我使用以下方法将数据加载到jqgrid中。我无法将json数据加载到jqgrid中。因此,我将json解析为数组,如mydata=json.parse(jsondata)。然后使用datatype: "local"将此数组(mydata)绑定到jqgrid上。我的问题是如何将json数据绑定到jqgrid?
$("#datagrid").jqGrid({
datatype: "local",
data: mydata,
colNames:['companyid','company', 'price', 'Change','perchange','LastUpdated'],
colModel:[
{name:'companyid',index:'companyid', width:100,editable:true,editoptions:{size:10}},
{name:'company',index:'company', width:100,editable:true},
{name:'price',index:'price', width:100,editable:true,editoptions:{size:10}},
{name:'Change',index:'Change', width:100,editable:true,editoptions:{size:25}},
{name:'perchange',index:'perchange', width:100, align:"right",editable:true,editoptions:{size:10}},
{name:'LastUpdated',index:'LastUpdated', width:200, align:"right",editable:true,editoptions:{size:10}}
],
rowNum:10,
rowList:[3,6],
loadonce: true,
pager: '#navGrid',
sortname: 'companyid',
sortorder: "asc",
height: 210,
width:600,
onSelectRow: function(id)

◆ ◆ ◆ ◆

# 任务说明:
上面这段讲jqGrid的文字里，提问的人把JSON解析成数组后，设成什么datatype来把数组绑到表格上？ 下面的列表是另外的材料，跟上面的文字没有关系。

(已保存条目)
◆ ◆ ◆ ◆

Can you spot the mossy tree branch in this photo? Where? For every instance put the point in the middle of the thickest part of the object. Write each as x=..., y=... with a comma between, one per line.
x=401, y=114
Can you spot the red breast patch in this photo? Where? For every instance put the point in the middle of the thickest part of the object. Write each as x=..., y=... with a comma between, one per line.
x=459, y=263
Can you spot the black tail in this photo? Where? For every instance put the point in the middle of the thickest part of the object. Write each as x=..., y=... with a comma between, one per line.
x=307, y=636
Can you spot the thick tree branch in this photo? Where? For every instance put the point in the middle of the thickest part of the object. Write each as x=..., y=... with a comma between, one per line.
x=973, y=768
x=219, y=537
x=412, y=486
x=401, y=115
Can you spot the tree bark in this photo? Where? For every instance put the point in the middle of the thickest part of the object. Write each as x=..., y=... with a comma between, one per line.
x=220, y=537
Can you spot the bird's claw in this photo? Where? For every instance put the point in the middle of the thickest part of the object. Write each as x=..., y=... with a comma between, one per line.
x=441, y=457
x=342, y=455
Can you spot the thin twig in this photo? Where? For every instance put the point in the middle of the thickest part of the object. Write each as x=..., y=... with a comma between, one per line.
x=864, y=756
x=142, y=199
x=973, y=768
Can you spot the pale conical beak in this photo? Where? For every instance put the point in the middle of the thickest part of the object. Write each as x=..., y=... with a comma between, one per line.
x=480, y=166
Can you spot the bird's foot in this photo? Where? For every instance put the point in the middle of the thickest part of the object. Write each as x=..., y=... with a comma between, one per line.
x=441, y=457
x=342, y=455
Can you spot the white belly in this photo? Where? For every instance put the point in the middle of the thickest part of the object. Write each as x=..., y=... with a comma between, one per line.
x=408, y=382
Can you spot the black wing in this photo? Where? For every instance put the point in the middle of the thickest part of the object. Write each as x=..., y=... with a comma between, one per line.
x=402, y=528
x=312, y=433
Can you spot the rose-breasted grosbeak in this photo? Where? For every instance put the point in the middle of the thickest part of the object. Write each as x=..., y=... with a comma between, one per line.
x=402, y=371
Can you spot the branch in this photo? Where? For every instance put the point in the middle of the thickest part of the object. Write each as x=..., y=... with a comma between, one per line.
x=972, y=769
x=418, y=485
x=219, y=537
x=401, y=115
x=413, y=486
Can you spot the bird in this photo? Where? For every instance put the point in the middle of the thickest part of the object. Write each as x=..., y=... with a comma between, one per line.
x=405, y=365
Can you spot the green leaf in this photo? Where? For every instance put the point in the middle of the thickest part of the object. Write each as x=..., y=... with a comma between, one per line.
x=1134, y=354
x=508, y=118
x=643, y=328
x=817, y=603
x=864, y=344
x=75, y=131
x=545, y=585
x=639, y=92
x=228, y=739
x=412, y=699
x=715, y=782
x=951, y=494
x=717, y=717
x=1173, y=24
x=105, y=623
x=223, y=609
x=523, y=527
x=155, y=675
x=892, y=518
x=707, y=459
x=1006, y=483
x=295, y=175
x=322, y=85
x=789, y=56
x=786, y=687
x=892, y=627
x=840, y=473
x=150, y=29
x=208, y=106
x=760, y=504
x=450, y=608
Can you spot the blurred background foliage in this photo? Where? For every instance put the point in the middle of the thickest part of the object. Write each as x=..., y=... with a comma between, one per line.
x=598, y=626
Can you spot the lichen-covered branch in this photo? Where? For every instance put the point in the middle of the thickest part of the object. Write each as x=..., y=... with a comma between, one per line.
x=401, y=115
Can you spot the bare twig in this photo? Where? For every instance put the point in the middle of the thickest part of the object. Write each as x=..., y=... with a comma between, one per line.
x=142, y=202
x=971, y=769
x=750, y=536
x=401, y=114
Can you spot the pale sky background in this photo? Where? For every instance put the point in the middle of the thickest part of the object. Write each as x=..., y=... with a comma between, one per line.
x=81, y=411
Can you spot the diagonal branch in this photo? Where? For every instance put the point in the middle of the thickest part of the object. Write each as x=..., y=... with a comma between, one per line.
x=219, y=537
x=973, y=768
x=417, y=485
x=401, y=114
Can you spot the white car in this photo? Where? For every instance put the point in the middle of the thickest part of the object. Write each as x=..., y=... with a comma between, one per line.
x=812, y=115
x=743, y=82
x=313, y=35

◆ ◆ ◆ ◆

# 完整回答:
设成 datatype: "local"。